Please write out the material below exactly as given.

▸ **Dataset entries**:
##########

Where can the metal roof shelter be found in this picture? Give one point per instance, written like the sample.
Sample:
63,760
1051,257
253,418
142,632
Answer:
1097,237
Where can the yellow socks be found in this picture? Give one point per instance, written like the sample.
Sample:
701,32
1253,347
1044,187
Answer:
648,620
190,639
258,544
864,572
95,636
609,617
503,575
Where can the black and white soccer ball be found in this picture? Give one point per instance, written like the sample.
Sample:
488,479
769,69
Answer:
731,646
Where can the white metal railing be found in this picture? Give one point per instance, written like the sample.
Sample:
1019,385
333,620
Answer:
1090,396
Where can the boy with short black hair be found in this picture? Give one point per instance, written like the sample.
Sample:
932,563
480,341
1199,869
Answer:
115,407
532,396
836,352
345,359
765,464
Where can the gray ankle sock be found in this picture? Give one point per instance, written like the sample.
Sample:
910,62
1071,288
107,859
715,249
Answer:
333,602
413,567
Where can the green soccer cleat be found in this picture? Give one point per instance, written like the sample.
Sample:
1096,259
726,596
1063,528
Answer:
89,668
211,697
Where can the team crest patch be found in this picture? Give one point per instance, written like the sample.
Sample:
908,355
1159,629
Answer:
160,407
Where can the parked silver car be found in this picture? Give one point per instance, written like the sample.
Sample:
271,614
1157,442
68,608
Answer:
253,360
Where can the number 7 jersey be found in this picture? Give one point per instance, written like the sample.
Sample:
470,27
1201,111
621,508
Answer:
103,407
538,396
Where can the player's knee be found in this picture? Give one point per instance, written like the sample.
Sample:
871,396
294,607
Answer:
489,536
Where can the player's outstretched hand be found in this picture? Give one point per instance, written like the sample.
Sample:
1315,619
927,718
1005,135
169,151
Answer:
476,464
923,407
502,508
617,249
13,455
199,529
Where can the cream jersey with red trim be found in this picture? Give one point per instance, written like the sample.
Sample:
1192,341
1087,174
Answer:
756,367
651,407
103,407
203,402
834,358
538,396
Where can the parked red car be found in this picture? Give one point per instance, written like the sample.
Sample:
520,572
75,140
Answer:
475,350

##########

▸ **Full solution**:
Where can the metal roof shelter be found in this picture? Give one point per instance, written like the sample.
Sample:
63,760
1051,257
253,418
142,632
Answer:
1097,237
Where can the yellow socks be found in this picture? Give one point per instance, written like the sample.
Sample:
701,32
1253,347
1044,187
Answer:
648,620
190,639
258,544
864,572
95,636
609,617
503,575
Where can the black and white soccer ball be found in this picture? Give one point per instance, written like the sample.
Sample:
488,479
769,69
Answer:
731,646
Where can the white metal railing be found in this picture? Give one point per instance, written like the sample.
Sample:
1019,385
333,620
Answer:
1090,396
Where can the boy with short black hair be found in this picture? Give one point per instance, written like the sample.
Sample:
932,563
480,341
1199,869
Answer:
115,407
532,396
836,352
345,359
765,464
Where can the gray ankle sock be found in this picture? Give one point per instance, written like the sample.
Sample:
910,62
1071,288
107,859
715,249
Answer:
333,602
413,567
Where can the green soccer cleat be found in this picture? Give one point per instance, written like the sample.
Sample:
1096,259
726,596
1063,528
Answer:
89,668
211,697
Where can the team crest patch be found in this picture? Give one point per instance, written like the sample.
Sample:
908,355
1159,629
Answer:
160,407
Where can the parked silver car be found in this picture? Give one point per instance, written like the sample.
Sample:
271,614
1157,442
68,608
Answer:
253,360
Where can the number 7 jersey be found in this picture? Give one point per instance, written like the sample.
Sample:
470,27
1201,111
621,508
Answer:
103,407
538,396
Where can the player's knee be found in this picture? Give one point per instance, written like the sample.
Sample:
871,396
294,607
Answer:
489,536
Where can the player's outstretched hand be found in this picture? Give one point per instance, written like the sample.
Sample:
1315,619
927,718
1005,135
169,151
Answer:
476,464
923,407
502,508
617,249
13,455
199,529
Where can the cream jersey with red trim be found in this picture? Give one point per instance, written like the sample.
Sample:
1192,341
1087,174
Answer:
756,367
651,407
103,407
203,402
834,358
538,396
Where can the parked red car be found in this picture? Give one point per instance, written like the sample.
Sample:
520,572
75,140
Answer:
475,350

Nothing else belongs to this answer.